--- Provided information ---

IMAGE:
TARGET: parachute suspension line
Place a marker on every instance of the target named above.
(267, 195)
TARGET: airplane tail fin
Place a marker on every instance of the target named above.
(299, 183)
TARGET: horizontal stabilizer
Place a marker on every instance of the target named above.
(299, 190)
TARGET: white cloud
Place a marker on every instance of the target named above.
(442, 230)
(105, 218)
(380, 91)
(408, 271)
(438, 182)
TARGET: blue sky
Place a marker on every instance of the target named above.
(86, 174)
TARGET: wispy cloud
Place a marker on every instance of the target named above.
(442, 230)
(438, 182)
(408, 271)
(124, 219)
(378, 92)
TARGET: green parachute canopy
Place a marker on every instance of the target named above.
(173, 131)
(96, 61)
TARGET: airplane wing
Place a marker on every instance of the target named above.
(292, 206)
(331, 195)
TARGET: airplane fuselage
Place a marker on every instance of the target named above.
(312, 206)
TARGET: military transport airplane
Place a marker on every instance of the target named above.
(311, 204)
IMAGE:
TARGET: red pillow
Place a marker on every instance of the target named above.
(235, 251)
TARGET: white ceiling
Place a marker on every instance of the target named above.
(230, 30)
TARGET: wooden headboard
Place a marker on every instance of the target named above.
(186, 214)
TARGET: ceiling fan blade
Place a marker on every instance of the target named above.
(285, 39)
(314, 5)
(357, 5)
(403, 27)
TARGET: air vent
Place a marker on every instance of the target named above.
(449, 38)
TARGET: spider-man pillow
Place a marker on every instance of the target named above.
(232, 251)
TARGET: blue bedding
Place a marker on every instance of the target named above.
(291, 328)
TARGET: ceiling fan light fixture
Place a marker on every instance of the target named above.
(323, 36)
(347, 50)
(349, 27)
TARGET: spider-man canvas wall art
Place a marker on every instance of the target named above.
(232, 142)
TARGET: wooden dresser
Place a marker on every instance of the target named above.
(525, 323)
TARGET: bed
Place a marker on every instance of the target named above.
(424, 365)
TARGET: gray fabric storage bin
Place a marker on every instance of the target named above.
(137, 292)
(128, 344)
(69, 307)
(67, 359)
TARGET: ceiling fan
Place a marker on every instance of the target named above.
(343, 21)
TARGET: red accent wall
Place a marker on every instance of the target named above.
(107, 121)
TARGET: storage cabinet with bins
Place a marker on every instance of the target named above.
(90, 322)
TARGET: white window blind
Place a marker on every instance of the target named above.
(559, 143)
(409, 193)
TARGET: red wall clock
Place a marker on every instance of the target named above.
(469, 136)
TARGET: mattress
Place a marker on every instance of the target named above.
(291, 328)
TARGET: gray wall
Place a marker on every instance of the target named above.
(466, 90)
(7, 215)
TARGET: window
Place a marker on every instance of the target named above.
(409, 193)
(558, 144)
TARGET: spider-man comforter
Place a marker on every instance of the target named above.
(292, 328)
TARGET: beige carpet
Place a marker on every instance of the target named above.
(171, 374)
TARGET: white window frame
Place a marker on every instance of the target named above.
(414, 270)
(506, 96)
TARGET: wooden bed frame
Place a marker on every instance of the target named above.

---

**Aim of the task**
Everything above from the line containing "TARGET: blue sky" down to the line containing "TARGET: green parachute canopy" is to be transcribed exactly, with both of those lines included and nothing else added.

**Task solution**
TARGET: blue sky
Place a marker on every instance of the target named above.
(86, 174)
TARGET: wispy cloud
Place a marker on every instance of the target named above.
(442, 230)
(438, 182)
(408, 271)
(124, 219)
(378, 92)
TARGET: green parachute canopy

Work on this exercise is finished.